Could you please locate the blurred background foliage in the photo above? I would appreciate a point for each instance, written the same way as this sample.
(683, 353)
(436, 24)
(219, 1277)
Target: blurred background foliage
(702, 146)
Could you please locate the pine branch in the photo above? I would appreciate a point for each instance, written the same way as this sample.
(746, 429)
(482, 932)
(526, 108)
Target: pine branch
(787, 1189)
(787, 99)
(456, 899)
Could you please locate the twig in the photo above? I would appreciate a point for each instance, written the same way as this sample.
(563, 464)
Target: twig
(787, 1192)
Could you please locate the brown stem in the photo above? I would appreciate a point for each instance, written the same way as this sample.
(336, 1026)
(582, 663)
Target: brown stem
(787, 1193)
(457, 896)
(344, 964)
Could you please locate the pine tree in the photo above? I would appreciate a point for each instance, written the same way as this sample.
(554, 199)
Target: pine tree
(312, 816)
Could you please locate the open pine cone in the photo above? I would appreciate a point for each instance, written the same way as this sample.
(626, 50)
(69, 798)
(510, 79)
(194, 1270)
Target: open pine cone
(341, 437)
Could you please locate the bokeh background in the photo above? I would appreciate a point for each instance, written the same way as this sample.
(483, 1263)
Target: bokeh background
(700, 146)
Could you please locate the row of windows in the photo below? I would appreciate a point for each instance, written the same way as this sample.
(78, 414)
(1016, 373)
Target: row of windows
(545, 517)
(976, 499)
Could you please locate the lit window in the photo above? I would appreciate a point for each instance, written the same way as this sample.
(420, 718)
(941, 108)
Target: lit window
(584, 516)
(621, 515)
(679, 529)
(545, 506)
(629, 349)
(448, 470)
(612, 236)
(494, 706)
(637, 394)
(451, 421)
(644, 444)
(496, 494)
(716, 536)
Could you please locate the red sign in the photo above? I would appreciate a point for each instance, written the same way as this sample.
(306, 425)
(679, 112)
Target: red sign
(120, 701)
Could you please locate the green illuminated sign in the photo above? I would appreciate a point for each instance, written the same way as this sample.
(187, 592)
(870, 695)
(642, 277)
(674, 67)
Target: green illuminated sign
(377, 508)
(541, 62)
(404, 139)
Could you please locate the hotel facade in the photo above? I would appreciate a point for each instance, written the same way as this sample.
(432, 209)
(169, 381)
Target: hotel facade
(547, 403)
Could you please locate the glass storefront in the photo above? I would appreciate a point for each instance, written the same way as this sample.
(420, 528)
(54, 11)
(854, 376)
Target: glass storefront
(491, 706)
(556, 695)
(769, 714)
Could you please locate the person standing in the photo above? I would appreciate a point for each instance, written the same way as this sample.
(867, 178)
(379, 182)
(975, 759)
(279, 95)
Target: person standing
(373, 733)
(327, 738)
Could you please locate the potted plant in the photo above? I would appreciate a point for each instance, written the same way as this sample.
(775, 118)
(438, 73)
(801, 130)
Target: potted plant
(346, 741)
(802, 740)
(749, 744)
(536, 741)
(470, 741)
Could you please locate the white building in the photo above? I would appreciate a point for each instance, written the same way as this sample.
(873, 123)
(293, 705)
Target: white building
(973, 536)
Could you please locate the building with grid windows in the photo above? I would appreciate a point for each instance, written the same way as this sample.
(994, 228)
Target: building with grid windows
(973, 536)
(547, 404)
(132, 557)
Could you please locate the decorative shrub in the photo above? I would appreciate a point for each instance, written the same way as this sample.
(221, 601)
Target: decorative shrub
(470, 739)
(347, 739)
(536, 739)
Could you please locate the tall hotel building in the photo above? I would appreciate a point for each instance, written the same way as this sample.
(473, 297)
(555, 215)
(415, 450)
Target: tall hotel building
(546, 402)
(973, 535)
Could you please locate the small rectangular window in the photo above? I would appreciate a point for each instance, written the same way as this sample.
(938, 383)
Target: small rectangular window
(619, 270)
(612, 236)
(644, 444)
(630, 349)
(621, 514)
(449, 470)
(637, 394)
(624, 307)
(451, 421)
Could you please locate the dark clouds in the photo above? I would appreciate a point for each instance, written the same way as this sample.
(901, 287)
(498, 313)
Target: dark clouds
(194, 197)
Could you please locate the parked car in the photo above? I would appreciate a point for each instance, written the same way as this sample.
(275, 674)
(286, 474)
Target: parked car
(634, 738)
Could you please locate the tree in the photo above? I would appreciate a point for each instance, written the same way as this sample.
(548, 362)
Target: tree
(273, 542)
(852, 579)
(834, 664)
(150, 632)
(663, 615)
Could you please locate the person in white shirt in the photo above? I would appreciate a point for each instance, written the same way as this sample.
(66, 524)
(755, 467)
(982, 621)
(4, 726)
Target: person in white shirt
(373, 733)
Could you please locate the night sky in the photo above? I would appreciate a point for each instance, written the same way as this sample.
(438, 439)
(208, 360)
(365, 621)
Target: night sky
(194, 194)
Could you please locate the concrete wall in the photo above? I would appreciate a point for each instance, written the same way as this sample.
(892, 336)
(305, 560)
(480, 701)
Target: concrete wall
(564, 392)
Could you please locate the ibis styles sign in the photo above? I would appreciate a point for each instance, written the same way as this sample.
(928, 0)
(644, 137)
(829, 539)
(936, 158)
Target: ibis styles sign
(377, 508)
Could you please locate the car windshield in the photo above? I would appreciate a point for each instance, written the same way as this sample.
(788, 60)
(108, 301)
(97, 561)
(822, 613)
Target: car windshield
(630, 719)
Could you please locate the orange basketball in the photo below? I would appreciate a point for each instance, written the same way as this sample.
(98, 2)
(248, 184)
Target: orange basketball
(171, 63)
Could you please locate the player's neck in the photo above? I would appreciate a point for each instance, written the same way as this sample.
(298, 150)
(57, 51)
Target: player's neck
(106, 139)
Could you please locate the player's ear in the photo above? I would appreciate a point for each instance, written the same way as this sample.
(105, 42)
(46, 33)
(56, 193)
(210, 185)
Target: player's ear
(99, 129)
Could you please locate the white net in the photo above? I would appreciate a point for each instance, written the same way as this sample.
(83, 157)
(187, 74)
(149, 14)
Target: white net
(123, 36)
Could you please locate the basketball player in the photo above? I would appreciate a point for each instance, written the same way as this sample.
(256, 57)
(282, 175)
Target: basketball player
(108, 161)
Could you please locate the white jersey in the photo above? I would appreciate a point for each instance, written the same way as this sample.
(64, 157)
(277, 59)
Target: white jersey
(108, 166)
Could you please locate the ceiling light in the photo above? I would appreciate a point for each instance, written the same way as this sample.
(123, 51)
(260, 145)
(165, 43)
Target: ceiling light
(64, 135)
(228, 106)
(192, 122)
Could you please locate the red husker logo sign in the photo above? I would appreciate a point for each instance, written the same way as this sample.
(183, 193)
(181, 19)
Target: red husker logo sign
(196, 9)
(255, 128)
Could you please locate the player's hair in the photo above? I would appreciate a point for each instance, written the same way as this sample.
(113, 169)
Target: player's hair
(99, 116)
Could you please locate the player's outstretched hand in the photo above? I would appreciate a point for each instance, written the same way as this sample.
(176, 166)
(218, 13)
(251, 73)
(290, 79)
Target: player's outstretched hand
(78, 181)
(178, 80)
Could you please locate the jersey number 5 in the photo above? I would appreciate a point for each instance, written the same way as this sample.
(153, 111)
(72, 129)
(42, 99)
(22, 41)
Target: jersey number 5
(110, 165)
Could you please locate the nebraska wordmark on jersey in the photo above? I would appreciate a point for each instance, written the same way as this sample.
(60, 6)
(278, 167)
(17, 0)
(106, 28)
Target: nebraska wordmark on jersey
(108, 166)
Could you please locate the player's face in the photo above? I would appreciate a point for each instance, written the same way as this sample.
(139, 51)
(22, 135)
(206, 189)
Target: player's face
****************************************
● WHAT YOU NEED TO DO
Quote the material exactly, leaving nothing out.

● TASK RESPONSE
Could you please locate the blurred background foliage in the photo above? I would appreciate a point for each instance, written the same way as this sample.
(683, 353)
(436, 24)
(219, 1277)
Target: blurred background foliage
(702, 146)
Could you please locate the pine branch in the photo above? I would appreciate a point for each instance, written the same way as this sample.
(746, 429)
(482, 932)
(526, 108)
Target: pine branch
(787, 1189)
(787, 99)
(456, 899)
Could you please locate the twig in the photo above? I would appreciate a point for each instance, written the same way as this sample.
(563, 464)
Target: twig
(787, 1192)
Could you please locate the brown stem in the photo above? I would appreciate a point for each instance, written the same way as this sample.
(336, 1026)
(582, 663)
Target: brown stem
(787, 1193)
(457, 896)
(344, 964)
Could you please locate the pine tree in the photo above? I would appreciate a point for each instance, written the same way as this sample.
(554, 199)
Target: pine tree
(312, 816)
Could you please locate the open pine cone in the photo above? I would appreciate a point for each instance, written the same way as this sample.
(626, 50)
(69, 798)
(510, 79)
(194, 1270)
Target: open pine cone
(341, 437)
Could you please locate the bokeh background in the photo above? I would appreciate a point for each instance, written the same way as this sample.
(483, 1263)
Target: bokeh background
(700, 146)
Could you please locate the row of windows in the photo below? I would appreciate a point for each instance, written the same way as this sample.
(78, 414)
(1016, 373)
Target: row of windows
(545, 517)
(976, 499)
Could you please locate the lit window in the photo above? I would appreciate a point for each instance, written the same way as this sample.
(420, 718)
(941, 108)
Target: lit window
(584, 516)
(621, 515)
(679, 529)
(545, 506)
(629, 349)
(448, 470)
(612, 236)
(494, 706)
(637, 394)
(451, 421)
(644, 444)
(496, 494)
(716, 536)
Could you please locate the red sign in the photo above? I would appreciate a point for each instance, written the same way as this sample.
(306, 425)
(679, 112)
Target: red sign
(120, 701)
Could you please locate the green illuminated sign in the photo above? I would appreciate a point for each instance, written the same way as this sample.
(187, 592)
(870, 695)
(642, 277)
(674, 67)
Target: green illuminated sign
(377, 508)
(541, 62)
(404, 139)
Could you please locate the hotel facade in the photo above? I would appreciate a point for each instance, written the same way as this sample.
(432, 209)
(169, 381)
Target: hotel facade
(547, 403)
Could you please locate the glass storefront in the photo above? I would appreciate a point for each instance, written the same way as this sample.
(420, 528)
(54, 11)
(854, 376)
Target: glass storefront
(491, 706)
(556, 695)
(769, 714)
Could you please locate the person standing in the photo above? I would appreciate a point for each instance, written the same way as this sample.
(867, 178)
(379, 182)
(975, 759)
(279, 95)
Target: person standing
(373, 733)
(327, 738)
Could you please locate the potted plant in the photo above? I would appreciate a point for each instance, written the same way as this sample.
(775, 118)
(438, 73)
(801, 130)
Target: potted plant
(346, 741)
(802, 740)
(749, 744)
(536, 741)
(470, 741)
Could you please locate the white building in the photo above? I would appreciate a point for each instance, written the same way as this sample.
(873, 123)
(293, 705)
Target: white building
(973, 536)
Could you please locate the building with grid windows in the photo above? I would appreciate a point for each instance, written the same way as this sample.
(994, 228)
Target: building with grid windows
(973, 536)
(547, 404)
(132, 557)
Could you please locate the decorative shrub in the photo above? I would appreciate a point for each instance, written the same way as this sample.
(221, 601)
Target: decorative shrub
(470, 739)
(347, 739)
(536, 739)
Could you please locate the tall hotel building in the photo above? I would appreciate a point for each instance, written the same way as this sample.
(473, 297)
(555, 215)
(415, 450)
Target: tall hotel building
(546, 402)
(973, 535)
Could you please locate the small rectangular window in the photo above? I would appreciate a point for each instance, written the same way as this sample.
(938, 383)
Target: small rectangular window
(619, 270)
(612, 236)
(644, 444)
(630, 349)
(621, 514)
(449, 470)
(637, 394)
(624, 307)
(451, 421)
Could you please locate the dark clouds in the photo above? I would appreciate a point for each instance, written the same way as this sample.
(901, 287)
(498, 313)
Target: dark clouds
(194, 197)
Could you please locate the parked car in the photo above? I would appreciate a point for each instance, written the same way as this sample.
(275, 674)
(286, 474)
Target: parked car
(634, 738)
Could you please locate the tree in the photo above? I would appreciate a point for each instance, written the same way as this sample.
(548, 362)
Target: tree
(273, 542)
(852, 579)
(834, 664)
(150, 632)
(663, 615)
Could you please locate the person in white shirt in the photo above? I would appreciate a point for each instance, written the same way as this sample.
(66, 524)
(755, 467)
(982, 621)
(4, 726)
Target: person in white shirt
(373, 733)
Could you please locate the night sky in the photo above? I would appreciate a point for each instance, written the same way as this sample.
(438, 439)
(208, 360)
(365, 621)
Target: night sky
(194, 194)
Could you please locate the concrete wall in the photo above? I would appreciate a point for each instance, written the same way as this sample.
(892, 336)
(305, 560)
(480, 701)
Target: concrete wall
(564, 392)
Could you please locate the ibis styles sign in the photo above? I would appreciate a point for each instance, written the same way as this sample.
(928, 0)
(644, 137)
(829, 539)
(936, 158)
Target: ibis styles sign
(377, 508)
Could you please locate the car windshield in the photo above? I would appreciate a point for each instance, written the same way as this sample.
(788, 60)
(108, 301)
(97, 561)
(822, 613)
Target: car windshield
(630, 719)
Could you please locate the orange basketball in the photo below? I would appreciate a point for each instance, written the same way as this sample.
(98, 2)
(248, 184)
Target: orange basketball
(171, 63)
Could you please locate the player's neck in the photo above? I would appreciate a point for each instance, written the same way as this sample.
(298, 150)
(57, 51)
Target: player's neck
(106, 139)
Could you please locate the player's ear in the photo above? I would appreciate a point for each instance, written the same way as this sample.
(105, 42)
(46, 33)
(56, 193)
(210, 185)
Target: player's ear
(99, 129)
Could you please locate the white net in the photo above? I would appreciate a point for each instance, written the same way as this sample.
(83, 157)
(187, 74)
(149, 14)
Target: white net
(123, 36)
Could you please locate the basketball player in the photo above? I would appreciate a point for each instance, written the same way as this sample.
(256, 57)
(282, 175)
Target: basketball player
(108, 161)
Could you please locate the white jersey in the photo above? I would appreciate a point for each instance, written the same way as this sample.
(64, 157)
(277, 59)
Target: white jersey
(108, 166)
Could you please locate the ceiling light in the photo above? I would appreciate a point for each instance, written the same way as this sample.
(123, 51)
(260, 145)
(165, 43)
Target: ceiling light
(64, 135)
(228, 106)
(192, 122)
Could you please locate the red husker logo sign in the photo above? I would appreciate a point for each instance, written the same way as this sample.
(183, 193)
(181, 19)
Target: red husker logo sign
(196, 9)
(255, 128)
Could you please locate the player's hair in the photo above? I would appreciate a point for each instance, written the same way as this sample.
(113, 169)
Target: player's hair
(99, 116)
Could you please locate the player's outstretched hand in the photo above? I would appreciate a point for each instance, written the same way as this sample.
(176, 166)
(218, 13)
(251, 73)
(290, 79)
Target: player's outstretched hand
(78, 181)
(178, 80)
Could you please locate the jersey number 5 in the photo above? I would appreciate a point for each instance, written the same way as this sample.
(153, 111)
(72, 129)
(42, 99)
(22, 41)
Target: jersey number 5
(110, 165)
Could you please locate the nebraska wordmark on jersey in the photo above? I would appreciate a point for each instance, written the same way as this sample.
(60, 6)
(278, 167)
(17, 0)
(106, 28)
Target: nebraska wordmark on jersey
(108, 166)
Could you please locate the player's face in the photo above? I would appreciate a point for each instance, written the same way as this sample.
(139, 51)
(22, 135)
(206, 189)
Target: player's face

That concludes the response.